* [Work item]
In the passage about Dr. Netterville's work on carotid body tumors, what percentage of the observed patients had no change in tumor size after five years?

Dr. Robertson led a study on the diagnosis and treatment of baroreflex failure based on Dr. Netterville’s patients that ran in the New England Journal of Medicine (1993;329(20):1449-1455). Dr. Netterville is an author on the study, and the experience led him to specialize in the management of carotid body tumors.
—James Netterville, MD
Observational Lessons
Dr. Netterville has followed 43 patients for five years and admitted that this is too short a time for definitive results, especially in patients who were merely observed.
After five years, 42 percent had no change in tumor size, 38 percent had an increase in size of 2 mm per year and went on to resection, and some were found to have had small regressions in tumor size, though that could have been caused by irregularities stemming from how the scans were read.
Dr. Netterville noted the huge change in the approach to carotid body tumors from then to now. “When I started this, a paraganglioma was an evil, mean, bloody tumor latched on the carotid artery that has to come out tomorrow before it leads to death or causes a stroke,” he said. “But what do we really know? These are not urgent procedures at all. These are very slowly growing tumors that we can choose to observe for long periods of time…. Eventually you might operate on it. Maybe they won’t need it.”
In some cases, though, removal is the only good option, he said, noting the case of a man for whom no resection was done and who nearly died from amyloidosis.
For all the knowledge he gained through the years, Dr. Netterville still heard complaints about that pain that patients were having when they took their first bites of food. It was described as “spasm-like” in the area of the parotid glands after the first bite of a meal, with the severity increasing with the interval between oral intakes and the potency of the salivary stimulus.
Finally, Dr. Netterville saw a 13-year-old who’d been playing with his father’s pistol and suffered a gunshot wound to the right maxillary sinus. The internal carotid artery was occluded at the entry to the skull. He also had Horner’s syndrome.
It was decided that the bullet didn’t need to be removed. Six months later, he came back with apparently no new problems—except, after a 20-minute conversation, his mother mentioned her son having pain at the first bite of a meal.
This prompted Dr. Netterville to start thinking about sympathetic nerve damage and a link to carotid body tumor resections, in which all the post-ganglionic sympathetic fibers are stripped away.
In the parotid gland, the sympathetic nerves innervate the myoepithelial muscle, which squeezes out saliva. If this is lost, Dr. Netterville has postulated, the cell undergoes a “post-innervation supersensitivity.”
“My theory is that it’s all the myoepithelial muscles spasming at one time when you eat,” he said. Then the pain subsides as the receptors become saturated. It’s the subject of a paper that has been sitting on his desk for two decades. He has found a lot of skeptics, but no publisher.
His experience with these patients “ended up handing me and putting in my lab tremendous numbers of patients with cranial neuropathies,” Dr. Netterville said.
Unexpected Course
Dr. Netterville said it’s impossible to know where your medical career will take you. “You can’t sit here and plan, ‘This is what I’m going to be known for. This is what I’m going to accomplish,’” he said. “All you can do is seize opportunity and hang around with smart people. And they’ll open doors for you.”
Robert Ossoff, MD, President of the Triological Society, told the audience after the speech that they’d hope they’d enjoyed the lessons of a storyteller. “Jim has a unique way of teaching,” Dr. Ossoff said. “I think most of us lecture—Jim tells a story, and through the story comes out the teaching, the learning.”

* [Records supplied]
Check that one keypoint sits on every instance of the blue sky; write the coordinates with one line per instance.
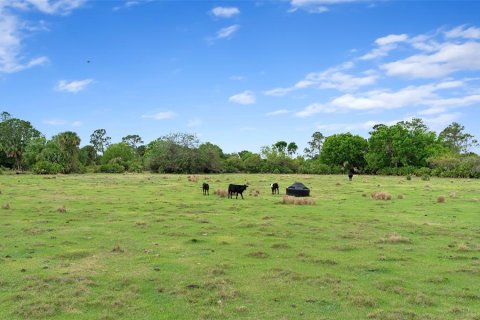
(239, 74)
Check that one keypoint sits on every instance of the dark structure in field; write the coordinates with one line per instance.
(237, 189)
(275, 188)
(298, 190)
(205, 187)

* * *

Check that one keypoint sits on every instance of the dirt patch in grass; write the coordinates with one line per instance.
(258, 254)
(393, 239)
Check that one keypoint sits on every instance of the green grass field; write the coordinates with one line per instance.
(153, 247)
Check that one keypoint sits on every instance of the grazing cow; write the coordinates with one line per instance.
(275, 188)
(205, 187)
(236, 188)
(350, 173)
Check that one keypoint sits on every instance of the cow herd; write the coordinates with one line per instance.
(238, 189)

==

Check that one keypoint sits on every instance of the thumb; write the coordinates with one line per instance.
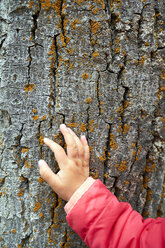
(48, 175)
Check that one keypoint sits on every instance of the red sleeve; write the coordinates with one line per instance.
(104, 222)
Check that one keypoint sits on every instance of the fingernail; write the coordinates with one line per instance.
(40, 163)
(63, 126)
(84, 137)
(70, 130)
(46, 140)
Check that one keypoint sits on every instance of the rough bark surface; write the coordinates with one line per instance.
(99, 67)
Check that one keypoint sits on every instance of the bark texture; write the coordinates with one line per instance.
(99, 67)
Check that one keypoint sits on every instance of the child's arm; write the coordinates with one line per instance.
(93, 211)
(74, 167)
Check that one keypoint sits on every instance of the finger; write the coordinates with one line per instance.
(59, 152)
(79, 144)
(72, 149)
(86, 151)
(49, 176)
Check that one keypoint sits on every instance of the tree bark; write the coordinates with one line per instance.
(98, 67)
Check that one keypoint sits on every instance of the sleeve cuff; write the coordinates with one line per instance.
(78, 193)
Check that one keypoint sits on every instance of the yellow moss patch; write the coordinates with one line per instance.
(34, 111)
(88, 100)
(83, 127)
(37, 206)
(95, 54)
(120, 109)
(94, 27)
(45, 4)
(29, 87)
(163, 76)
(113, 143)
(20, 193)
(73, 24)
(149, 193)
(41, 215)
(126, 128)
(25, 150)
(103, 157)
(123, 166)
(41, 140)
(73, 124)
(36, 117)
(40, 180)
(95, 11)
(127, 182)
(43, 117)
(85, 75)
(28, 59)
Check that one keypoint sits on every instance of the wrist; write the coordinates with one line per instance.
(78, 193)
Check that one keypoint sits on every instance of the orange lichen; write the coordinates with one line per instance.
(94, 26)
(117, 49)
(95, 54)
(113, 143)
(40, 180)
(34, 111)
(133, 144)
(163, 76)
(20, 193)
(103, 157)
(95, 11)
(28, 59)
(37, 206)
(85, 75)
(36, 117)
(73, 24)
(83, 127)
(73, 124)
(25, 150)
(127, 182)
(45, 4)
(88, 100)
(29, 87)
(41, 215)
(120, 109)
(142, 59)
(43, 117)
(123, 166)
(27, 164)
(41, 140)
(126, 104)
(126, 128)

* [Solution to this exercise]
42 percent